■ **Written task**: Which lines in the listing below contain the string "haze"? Copy each of them.

■ **Extracted material**:
※ ※ ※

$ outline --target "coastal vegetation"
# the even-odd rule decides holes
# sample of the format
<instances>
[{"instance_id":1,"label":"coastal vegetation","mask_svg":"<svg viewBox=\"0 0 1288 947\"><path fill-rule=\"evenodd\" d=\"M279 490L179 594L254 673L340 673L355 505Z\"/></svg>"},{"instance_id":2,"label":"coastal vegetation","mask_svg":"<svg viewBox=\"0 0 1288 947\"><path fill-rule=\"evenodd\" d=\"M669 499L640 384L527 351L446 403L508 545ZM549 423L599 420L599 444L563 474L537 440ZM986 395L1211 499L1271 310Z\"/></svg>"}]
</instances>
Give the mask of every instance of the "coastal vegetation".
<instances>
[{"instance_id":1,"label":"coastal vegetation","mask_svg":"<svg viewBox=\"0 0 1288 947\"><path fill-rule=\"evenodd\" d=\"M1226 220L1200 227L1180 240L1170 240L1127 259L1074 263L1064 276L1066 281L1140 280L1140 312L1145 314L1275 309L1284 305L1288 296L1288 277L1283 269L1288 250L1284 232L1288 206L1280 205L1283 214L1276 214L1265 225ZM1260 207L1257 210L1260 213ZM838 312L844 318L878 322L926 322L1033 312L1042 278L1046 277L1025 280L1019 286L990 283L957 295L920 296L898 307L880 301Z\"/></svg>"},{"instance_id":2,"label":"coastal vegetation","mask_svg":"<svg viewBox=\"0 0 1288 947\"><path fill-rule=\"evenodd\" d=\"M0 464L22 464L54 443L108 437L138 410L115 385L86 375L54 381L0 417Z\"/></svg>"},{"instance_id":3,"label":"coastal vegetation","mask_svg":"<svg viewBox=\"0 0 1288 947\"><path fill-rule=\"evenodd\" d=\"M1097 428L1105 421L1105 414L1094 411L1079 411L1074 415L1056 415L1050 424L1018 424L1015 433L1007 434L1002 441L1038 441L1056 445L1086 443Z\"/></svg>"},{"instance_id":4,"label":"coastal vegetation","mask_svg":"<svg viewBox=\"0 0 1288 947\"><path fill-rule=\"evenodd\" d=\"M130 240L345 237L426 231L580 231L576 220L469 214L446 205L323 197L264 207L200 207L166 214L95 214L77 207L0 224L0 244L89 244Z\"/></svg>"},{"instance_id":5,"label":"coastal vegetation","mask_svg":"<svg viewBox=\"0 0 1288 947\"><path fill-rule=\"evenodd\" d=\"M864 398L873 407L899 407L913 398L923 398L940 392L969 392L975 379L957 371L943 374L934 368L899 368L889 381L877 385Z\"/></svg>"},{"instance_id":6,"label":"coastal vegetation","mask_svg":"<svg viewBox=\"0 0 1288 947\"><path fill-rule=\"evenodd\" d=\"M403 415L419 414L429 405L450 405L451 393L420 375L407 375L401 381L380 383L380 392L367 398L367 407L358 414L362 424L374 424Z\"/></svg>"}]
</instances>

※ ※ ※

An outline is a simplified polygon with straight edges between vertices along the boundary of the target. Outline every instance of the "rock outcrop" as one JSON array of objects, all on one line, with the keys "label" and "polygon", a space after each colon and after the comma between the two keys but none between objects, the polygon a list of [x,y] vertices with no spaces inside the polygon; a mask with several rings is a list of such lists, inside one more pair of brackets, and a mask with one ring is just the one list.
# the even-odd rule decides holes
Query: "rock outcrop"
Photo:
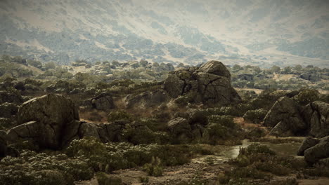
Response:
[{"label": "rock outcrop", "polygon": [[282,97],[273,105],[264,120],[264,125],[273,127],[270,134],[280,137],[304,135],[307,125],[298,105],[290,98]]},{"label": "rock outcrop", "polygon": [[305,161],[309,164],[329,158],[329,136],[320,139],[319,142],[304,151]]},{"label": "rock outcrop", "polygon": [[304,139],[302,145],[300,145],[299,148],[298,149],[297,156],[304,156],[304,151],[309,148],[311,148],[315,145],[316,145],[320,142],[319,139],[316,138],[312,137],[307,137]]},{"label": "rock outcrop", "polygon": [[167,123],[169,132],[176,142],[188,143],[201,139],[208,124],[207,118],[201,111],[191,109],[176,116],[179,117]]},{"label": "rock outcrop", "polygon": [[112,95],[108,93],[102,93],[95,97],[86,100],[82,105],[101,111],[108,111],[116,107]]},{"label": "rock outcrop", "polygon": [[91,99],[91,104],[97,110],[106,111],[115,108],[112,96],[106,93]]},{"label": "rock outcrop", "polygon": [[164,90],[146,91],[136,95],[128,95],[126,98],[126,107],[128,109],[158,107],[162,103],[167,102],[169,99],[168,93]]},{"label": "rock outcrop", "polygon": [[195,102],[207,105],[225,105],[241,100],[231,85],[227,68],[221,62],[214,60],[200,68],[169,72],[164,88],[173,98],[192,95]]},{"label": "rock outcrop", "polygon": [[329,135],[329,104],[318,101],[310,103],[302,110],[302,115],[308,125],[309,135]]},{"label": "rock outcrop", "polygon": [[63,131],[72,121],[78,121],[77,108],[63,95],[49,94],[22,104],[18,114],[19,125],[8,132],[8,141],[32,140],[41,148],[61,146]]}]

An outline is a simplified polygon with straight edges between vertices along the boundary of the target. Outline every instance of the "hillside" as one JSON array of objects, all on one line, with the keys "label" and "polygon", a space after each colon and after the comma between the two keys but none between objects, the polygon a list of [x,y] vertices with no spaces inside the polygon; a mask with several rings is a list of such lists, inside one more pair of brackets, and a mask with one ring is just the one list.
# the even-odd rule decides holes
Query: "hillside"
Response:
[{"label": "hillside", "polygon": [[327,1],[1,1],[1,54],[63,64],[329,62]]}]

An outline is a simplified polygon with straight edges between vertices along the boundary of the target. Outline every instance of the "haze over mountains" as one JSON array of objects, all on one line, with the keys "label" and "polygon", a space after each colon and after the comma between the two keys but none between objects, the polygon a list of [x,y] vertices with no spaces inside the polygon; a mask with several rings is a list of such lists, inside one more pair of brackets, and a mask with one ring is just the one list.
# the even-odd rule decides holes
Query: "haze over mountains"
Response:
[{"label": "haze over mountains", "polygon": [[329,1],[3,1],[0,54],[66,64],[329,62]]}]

※ ※ ※

■ **Full answer**:
An outline is a simplified polygon with straight edges between vertices along the boundary of the target. Outline every instance of the "haze over mountains" as one JSON array of objects, all on one line, with the keys "label" and "polygon", a space after each colon and after the comma between the two keys but none between objects, the polygon a list of [x,y] vertices with no spaces inside the polygon; a mask with several rings is a list of such lists, inside one more pair of brackets, and a mask with one ring is just the one list.
Query: "haze over mountains"
[{"label": "haze over mountains", "polygon": [[329,1],[3,1],[0,54],[66,64],[329,62]]}]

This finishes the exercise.